_Given request_
Reproduce all the entries precisely.

_Stored items from a collection_
##########

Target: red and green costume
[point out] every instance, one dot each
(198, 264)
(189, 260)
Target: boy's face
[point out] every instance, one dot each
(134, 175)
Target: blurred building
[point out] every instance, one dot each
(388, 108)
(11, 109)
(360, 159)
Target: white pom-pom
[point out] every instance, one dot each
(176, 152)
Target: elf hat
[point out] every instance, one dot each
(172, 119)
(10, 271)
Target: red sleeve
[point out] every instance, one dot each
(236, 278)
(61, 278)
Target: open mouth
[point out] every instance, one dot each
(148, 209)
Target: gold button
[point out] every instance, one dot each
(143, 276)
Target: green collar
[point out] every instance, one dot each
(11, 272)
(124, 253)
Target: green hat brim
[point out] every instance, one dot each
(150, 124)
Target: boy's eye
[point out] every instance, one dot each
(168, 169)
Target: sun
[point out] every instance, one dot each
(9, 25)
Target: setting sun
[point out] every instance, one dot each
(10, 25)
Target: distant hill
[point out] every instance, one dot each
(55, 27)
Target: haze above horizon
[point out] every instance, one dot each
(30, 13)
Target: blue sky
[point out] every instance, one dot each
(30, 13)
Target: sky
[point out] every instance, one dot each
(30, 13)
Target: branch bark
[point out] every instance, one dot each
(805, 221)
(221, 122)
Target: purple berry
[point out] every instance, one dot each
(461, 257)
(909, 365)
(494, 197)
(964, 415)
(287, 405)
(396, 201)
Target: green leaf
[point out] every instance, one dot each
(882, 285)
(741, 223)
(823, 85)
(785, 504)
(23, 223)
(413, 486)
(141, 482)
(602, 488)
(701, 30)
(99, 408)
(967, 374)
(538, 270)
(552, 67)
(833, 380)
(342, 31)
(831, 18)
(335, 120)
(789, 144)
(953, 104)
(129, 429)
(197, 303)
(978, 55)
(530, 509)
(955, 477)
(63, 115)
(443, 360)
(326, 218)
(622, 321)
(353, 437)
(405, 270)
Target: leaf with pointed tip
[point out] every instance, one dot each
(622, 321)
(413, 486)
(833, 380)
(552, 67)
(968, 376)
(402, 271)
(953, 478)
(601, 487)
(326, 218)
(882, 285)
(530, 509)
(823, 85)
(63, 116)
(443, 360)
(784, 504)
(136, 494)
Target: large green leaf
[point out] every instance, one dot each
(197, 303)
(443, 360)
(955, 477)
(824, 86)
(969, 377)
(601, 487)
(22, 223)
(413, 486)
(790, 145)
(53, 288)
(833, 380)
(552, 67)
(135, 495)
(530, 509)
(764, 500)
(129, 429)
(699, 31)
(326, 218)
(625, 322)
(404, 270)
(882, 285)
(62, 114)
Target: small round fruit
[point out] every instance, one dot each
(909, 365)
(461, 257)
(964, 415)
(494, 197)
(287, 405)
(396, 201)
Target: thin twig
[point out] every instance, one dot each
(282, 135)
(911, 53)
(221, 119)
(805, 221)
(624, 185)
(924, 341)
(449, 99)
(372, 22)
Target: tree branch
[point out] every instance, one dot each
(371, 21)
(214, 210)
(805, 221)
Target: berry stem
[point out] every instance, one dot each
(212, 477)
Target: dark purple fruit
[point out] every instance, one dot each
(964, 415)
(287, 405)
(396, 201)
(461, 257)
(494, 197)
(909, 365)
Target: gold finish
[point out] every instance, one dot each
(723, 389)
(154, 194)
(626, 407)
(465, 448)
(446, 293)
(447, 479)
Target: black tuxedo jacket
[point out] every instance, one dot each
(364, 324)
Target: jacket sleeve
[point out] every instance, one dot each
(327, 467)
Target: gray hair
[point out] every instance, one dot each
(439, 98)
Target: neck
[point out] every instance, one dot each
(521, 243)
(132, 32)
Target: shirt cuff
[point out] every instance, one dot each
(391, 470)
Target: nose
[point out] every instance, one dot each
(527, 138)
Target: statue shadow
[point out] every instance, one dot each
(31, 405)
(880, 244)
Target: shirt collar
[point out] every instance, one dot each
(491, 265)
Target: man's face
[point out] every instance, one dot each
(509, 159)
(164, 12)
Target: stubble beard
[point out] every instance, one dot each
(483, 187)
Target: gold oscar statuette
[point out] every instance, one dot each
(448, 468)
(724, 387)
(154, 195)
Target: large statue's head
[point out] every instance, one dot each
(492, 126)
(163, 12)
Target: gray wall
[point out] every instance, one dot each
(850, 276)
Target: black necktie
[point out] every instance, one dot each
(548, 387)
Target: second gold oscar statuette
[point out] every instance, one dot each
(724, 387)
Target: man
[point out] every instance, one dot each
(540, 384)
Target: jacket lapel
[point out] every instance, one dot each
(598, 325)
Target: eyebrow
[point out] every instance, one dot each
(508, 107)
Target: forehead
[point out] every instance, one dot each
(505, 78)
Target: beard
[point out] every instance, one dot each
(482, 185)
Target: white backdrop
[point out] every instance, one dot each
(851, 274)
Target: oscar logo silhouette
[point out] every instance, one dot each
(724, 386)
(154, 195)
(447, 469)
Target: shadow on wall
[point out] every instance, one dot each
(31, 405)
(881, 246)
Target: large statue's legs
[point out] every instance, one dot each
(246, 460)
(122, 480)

##########

_Right answer_
Target: red and green costume
[point out] every instance, one dot each
(198, 264)
(189, 260)
Target: boy's face
[point out] every instance, one dot each
(134, 175)
Target: blurred building
[point out] every instance, one dot each
(388, 108)
(11, 109)
(360, 159)
Target: white pom-pom
[point out] every instance, one dot each
(176, 152)
Target: elf hat
[point out] every instance, one dot each
(172, 119)
(10, 271)
Target: red sleeve
[point out] every instance, one dot each
(236, 278)
(61, 278)
Target: open mouth
[point out] every instance, one dot each
(148, 209)
Target: gold button
[point out] every instance, one dot each
(143, 276)
Target: green collar
[point out] every instance, one dot each
(11, 272)
(124, 253)
Target: green hat brim
[point out] every instance, one dot each
(150, 124)
Target: boy's eye
[point out] every instance, one dot each
(168, 169)
Target: sun
[point out] every instance, one dot each
(9, 25)
Target: setting sun
[point out] every instance, one dot each
(10, 25)
Target: distant hill
[point out] every instance, one dot each
(55, 27)
Target: haze above horizon
[point out] every instance, one dot each
(30, 13)
Target: blue sky
[point out] every instance, one dot each
(30, 13)
Target: sky
[point out] every instance, one dot each
(30, 13)
Target: branch bark
[point out] every instance, one dot each
(805, 221)
(221, 122)
Target: purple berry
[point out] every instance, one dot each
(461, 257)
(909, 365)
(494, 197)
(964, 415)
(287, 405)
(396, 201)
Target: green leaf
[point out] every instance, one dot each
(882, 285)
(741, 223)
(823, 85)
(785, 504)
(23, 223)
(413, 486)
(141, 482)
(602, 488)
(701, 30)
(99, 408)
(967, 374)
(538, 270)
(552, 67)
(833, 380)
(342, 31)
(831, 18)
(335, 120)
(789, 144)
(953, 104)
(129, 429)
(197, 303)
(978, 55)
(530, 509)
(955, 477)
(63, 115)
(443, 360)
(326, 218)
(622, 321)
(353, 437)
(405, 270)
Target: leaf with pointed tip
[point out] every instance, one dot each
(622, 321)
(413, 486)
(833, 380)
(552, 67)
(968, 376)
(402, 271)
(953, 478)
(601, 487)
(326, 218)
(882, 285)
(530, 509)
(823, 85)
(63, 116)
(443, 360)
(784, 504)
(136, 494)
Target: large green leaf
[point out] every instance, one dot each
(197, 303)
(443, 360)
(955, 477)
(824, 86)
(969, 377)
(601, 487)
(22, 223)
(413, 486)
(790, 145)
(53, 288)
(833, 380)
(552, 67)
(135, 495)
(530, 509)
(764, 500)
(129, 429)
(699, 31)
(326, 218)
(625, 322)
(404, 270)
(882, 285)
(62, 114)
Target: small round fruit
[point out] every instance, one dot each
(909, 365)
(461, 257)
(964, 415)
(494, 197)
(287, 405)
(396, 201)
Target: thin twig
[point out] every instance, one dot each
(282, 135)
(911, 53)
(221, 119)
(805, 221)
(624, 185)
(924, 341)
(449, 99)
(372, 22)
Target: tree branch
[point out] every instance, one dot each
(371, 21)
(214, 210)
(805, 221)
Target: berry stem
[point out] every instance, one dot each
(212, 477)
Target: dark purple fruit
[point out] every instance, one dot each
(964, 415)
(287, 405)
(396, 201)
(461, 257)
(494, 197)
(909, 365)
Target: gold finish
[point out] every instance, one dot each
(723, 389)
(154, 194)
(626, 407)
(465, 448)
(446, 293)
(447, 479)
Target: black tuxedo jacket
[point out] every instance, one dot each
(364, 324)
Target: jacket sleeve
[point out] every instance, one dot each
(327, 467)
Target: gray hair
[point out] every instance, one dot each
(439, 98)
Target: neck
[point out] every instance, one dot each
(521, 243)
(132, 32)
Target: shirt cuff
[point out] every instance, one dot each
(391, 470)
Target: nose
[point out] every instance, one dot each
(527, 138)
Target: statue shadow
[point out] every instance, one dot each
(31, 405)
(880, 244)
Target: shirt collar
[point out] every instance, one dot each
(491, 265)
Target: man's face
[point out] every instance, one dot each
(509, 159)
(164, 12)
Target: stubble beard
[point out] every instance, one dot each
(483, 187)
Target: gold oscar statuette
[point out] every instance, one dot each
(448, 468)
(724, 387)
(154, 195)
Target: large statue's head
[point out] every instance, one dot each
(492, 126)
(163, 12)
Target: gray wall
[point out] every instance, one dot each
(850, 276)
Target: black necktie
[point out] every instance, one dot each
(548, 387)
Target: second gold oscar statuette
[point out] every instance, one dot each
(724, 387)
Target: man
[point out] every instance, one dot each
(540, 384)
Target: jacket lapel
[point out] every instance, one dot each
(598, 325)
Target: eyebrow
[point out] every instance, one dot each
(508, 107)
Target: forehead
[point out] every instance, one dot each
(505, 78)
Target: beard
[point out] every instance, one dot each
(482, 185)
Target: white backdrop
[point out] every instance, one dot each
(851, 274)
Target: oscar logo silhouette
[point out] every instance, one dot each
(724, 386)
(154, 195)
(447, 469)
Target: shadow on wall
[point out] every instance, one dot each
(31, 405)
(881, 246)
Target: large statue's legs
[point out] every instance, one dot each
(246, 460)
(122, 480)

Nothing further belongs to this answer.